DIRECTIONS FOR THIS TASK.
Edit the data below by replacing "retail shelf check" with "store shelf audit" everywhere it appears, leaving everything else unchanged.

--- BEGIN ---

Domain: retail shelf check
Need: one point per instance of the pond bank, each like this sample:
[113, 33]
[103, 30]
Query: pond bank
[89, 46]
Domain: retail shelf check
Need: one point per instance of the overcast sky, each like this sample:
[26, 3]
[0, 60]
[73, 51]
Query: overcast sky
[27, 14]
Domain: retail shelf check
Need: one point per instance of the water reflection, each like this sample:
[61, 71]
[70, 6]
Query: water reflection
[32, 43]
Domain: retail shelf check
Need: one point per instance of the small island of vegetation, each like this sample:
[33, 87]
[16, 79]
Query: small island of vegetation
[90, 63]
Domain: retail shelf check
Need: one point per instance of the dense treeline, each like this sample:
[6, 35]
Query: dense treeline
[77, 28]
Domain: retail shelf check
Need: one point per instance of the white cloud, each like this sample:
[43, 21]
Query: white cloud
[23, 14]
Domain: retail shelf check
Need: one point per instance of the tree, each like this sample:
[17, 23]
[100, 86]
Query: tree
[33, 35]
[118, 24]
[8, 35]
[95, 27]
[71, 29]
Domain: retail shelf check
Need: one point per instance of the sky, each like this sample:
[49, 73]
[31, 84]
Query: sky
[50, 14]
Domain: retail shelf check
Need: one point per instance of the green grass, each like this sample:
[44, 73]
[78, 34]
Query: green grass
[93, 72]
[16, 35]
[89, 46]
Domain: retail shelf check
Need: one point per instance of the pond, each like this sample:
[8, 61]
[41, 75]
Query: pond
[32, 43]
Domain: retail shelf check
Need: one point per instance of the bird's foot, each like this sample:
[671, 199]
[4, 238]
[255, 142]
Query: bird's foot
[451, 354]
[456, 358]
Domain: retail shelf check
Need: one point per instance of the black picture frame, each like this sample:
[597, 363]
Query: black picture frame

--- END ---

FULL OUTPUT.
Domain: store shelf audit
Need: one point per instance of the pond bank, each like this sample:
[113, 33]
[103, 30]
Query: pond bank
[89, 46]
Domain: store shelf audit
Need: one point per instance of the overcast sky, each like this sample:
[26, 3]
[0, 60]
[73, 51]
Query: overcast sky
[27, 14]
Domain: store shelf audit
Need: one point per instance of the water reflection, each like this sample:
[61, 71]
[70, 6]
Query: water reflection
[32, 43]
Domain: store shelf audit
Need: one point per instance of the small island of vegetation, each like this sample:
[33, 87]
[16, 79]
Query: small island of vegetation
[90, 63]
Domain: store shelf audit
Need: one point per instance of the dense treeline, each like this sample:
[6, 35]
Query: dense treeline
[77, 28]
Domain: store shelf audit
Need: one point per instance of the white cloud, each like this sample:
[43, 21]
Query: white cloud
[23, 14]
Domain: store shelf audit
Need: one point per instance of the tree, each like this sample:
[17, 23]
[100, 86]
Query: tree
[33, 35]
[118, 24]
[8, 35]
[95, 27]
[71, 29]
Domain: store shelf audit
Need: one point per instance of the sky, each like this sample:
[49, 73]
[31, 84]
Query: sky
[50, 14]
Domain: store shelf audit
Need: one point per instance of the green grass, each like this sample:
[44, 73]
[78, 34]
Query: green grass
[93, 72]
[16, 35]
[89, 46]
Domain: store shelf audit
Need: one point per instance of the pond, each like this sample:
[8, 61]
[41, 75]
Query: pond
[32, 43]
Domain: store shelf audit
Need: one point per instance of the bird's foot, each like this sample:
[671, 199]
[4, 238]
[255, 142]
Query: bird's foot
[451, 354]
[456, 358]
Domain: store shelf audit
Need: one point per instance of the black picture frame, each like this sample:
[597, 363]
Query: black picture frame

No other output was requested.